__GIVEN DATA__.
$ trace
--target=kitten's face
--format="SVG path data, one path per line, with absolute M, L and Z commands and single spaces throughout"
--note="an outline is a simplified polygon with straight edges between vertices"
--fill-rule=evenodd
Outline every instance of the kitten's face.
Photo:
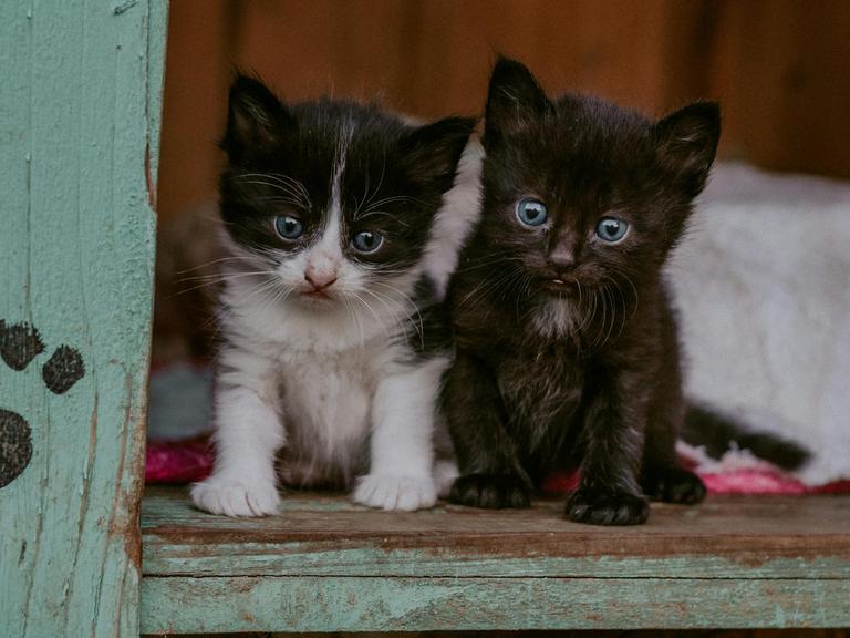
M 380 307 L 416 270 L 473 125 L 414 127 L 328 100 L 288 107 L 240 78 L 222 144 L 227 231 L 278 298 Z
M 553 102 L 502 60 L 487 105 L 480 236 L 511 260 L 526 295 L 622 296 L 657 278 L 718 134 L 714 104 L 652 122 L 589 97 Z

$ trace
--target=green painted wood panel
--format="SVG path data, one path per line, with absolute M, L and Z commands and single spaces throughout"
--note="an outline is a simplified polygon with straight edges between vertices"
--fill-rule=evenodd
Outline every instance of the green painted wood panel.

...

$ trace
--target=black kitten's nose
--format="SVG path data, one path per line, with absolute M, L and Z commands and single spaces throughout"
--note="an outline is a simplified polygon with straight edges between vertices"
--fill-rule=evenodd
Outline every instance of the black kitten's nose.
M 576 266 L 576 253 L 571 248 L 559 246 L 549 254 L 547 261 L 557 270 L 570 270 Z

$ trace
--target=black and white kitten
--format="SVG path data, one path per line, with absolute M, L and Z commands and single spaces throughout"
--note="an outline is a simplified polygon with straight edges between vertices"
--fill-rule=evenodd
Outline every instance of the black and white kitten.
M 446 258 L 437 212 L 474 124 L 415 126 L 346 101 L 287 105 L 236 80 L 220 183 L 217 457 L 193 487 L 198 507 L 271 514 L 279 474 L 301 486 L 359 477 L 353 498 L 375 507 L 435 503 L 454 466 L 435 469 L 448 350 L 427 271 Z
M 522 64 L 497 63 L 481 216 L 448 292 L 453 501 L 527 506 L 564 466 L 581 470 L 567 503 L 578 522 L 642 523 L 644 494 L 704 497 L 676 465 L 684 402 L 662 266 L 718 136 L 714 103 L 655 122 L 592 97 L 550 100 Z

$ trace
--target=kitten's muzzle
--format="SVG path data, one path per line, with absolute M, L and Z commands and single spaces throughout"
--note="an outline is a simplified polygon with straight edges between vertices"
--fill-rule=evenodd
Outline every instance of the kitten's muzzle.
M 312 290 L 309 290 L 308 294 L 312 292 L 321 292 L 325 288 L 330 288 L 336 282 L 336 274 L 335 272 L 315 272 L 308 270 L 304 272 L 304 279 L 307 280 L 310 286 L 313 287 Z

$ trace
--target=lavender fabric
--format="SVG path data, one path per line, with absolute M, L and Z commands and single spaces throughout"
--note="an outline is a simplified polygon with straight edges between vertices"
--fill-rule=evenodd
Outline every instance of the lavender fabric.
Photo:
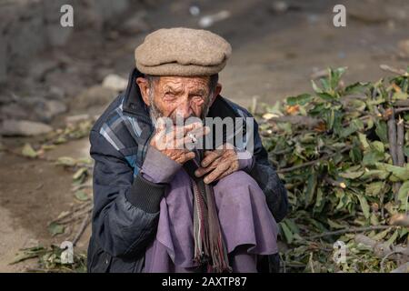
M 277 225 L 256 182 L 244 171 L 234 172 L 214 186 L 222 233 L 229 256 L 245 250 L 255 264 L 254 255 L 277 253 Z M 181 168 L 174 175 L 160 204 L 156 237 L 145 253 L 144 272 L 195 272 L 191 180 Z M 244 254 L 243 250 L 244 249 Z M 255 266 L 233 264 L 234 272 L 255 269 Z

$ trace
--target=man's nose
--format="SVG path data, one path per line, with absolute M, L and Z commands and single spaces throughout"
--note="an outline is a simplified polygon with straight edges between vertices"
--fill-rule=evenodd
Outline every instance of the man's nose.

==

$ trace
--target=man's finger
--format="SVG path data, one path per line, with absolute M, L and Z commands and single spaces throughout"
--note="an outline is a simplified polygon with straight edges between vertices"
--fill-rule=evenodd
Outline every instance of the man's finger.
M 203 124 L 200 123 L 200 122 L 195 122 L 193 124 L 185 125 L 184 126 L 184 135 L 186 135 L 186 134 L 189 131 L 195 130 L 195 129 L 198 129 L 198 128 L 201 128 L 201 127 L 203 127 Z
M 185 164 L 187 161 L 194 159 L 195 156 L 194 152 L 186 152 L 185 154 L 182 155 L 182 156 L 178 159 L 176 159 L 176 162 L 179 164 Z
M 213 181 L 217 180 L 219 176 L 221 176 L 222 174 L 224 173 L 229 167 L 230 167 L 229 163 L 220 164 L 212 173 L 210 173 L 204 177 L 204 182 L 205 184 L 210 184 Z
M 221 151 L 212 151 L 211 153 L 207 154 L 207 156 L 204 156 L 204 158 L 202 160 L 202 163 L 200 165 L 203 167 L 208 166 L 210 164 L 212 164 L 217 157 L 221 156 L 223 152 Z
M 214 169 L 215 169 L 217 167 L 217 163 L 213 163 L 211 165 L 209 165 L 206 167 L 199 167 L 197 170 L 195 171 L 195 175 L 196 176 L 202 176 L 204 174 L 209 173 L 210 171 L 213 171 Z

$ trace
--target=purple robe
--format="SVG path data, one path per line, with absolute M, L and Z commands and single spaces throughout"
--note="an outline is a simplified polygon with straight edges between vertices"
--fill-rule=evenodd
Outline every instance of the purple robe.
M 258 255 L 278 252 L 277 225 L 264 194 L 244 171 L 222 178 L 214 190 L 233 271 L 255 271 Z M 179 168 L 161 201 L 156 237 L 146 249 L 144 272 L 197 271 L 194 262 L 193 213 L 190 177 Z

__WHAT IS ASKED__. How many lines in the items above contain the string "white", with case counting? Give only the number.

__OUTPUT BELOW__. 2